— RECORDS TO PROCESS —

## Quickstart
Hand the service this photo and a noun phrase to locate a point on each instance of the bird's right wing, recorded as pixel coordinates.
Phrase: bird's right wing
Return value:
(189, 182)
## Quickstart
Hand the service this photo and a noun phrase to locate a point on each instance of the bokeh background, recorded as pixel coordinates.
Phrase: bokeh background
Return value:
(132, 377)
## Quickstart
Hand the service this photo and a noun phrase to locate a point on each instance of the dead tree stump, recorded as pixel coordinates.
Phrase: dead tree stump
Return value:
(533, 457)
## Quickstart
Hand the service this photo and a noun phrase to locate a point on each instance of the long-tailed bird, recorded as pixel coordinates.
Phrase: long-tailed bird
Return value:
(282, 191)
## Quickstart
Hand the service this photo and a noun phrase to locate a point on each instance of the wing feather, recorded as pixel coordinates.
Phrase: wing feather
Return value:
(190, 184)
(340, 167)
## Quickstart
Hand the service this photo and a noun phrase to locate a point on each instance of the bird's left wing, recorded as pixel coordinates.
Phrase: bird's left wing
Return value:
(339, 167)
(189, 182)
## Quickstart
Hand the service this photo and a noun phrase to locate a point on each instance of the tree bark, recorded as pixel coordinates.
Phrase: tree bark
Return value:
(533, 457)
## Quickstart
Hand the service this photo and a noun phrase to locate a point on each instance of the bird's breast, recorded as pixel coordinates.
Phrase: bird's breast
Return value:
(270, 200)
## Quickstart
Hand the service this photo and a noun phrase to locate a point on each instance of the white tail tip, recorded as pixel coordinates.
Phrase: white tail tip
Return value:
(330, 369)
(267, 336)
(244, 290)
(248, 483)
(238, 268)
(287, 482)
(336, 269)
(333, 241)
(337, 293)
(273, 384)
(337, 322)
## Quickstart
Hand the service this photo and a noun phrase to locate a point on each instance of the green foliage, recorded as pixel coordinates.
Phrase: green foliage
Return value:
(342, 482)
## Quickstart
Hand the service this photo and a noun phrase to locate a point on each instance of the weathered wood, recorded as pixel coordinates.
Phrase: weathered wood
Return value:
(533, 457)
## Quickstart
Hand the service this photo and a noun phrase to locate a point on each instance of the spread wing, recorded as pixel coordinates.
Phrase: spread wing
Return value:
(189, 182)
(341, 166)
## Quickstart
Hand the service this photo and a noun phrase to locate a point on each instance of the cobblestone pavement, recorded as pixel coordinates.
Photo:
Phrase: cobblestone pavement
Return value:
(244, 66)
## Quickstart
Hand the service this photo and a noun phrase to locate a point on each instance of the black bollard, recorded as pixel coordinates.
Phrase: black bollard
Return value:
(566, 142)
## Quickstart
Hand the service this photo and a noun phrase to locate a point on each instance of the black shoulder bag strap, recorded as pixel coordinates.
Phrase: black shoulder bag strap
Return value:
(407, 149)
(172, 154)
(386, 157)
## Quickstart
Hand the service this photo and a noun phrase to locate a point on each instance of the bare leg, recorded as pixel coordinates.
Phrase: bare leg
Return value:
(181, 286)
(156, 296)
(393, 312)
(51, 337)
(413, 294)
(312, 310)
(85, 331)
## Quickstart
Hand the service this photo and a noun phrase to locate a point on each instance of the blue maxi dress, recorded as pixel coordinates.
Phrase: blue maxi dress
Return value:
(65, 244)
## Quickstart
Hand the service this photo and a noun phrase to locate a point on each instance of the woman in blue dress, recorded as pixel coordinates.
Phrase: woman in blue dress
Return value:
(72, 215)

— TASK PROMPT —
Return all lines from the data above with "tailed" in them.

— SOLUTION FOR THIS PROBLEM —
Hand the service this photo and a noun phrase to locate a point on each instance of the long-tailed bird, recorded as pixel coordinates.
Phrase: long-tailed bird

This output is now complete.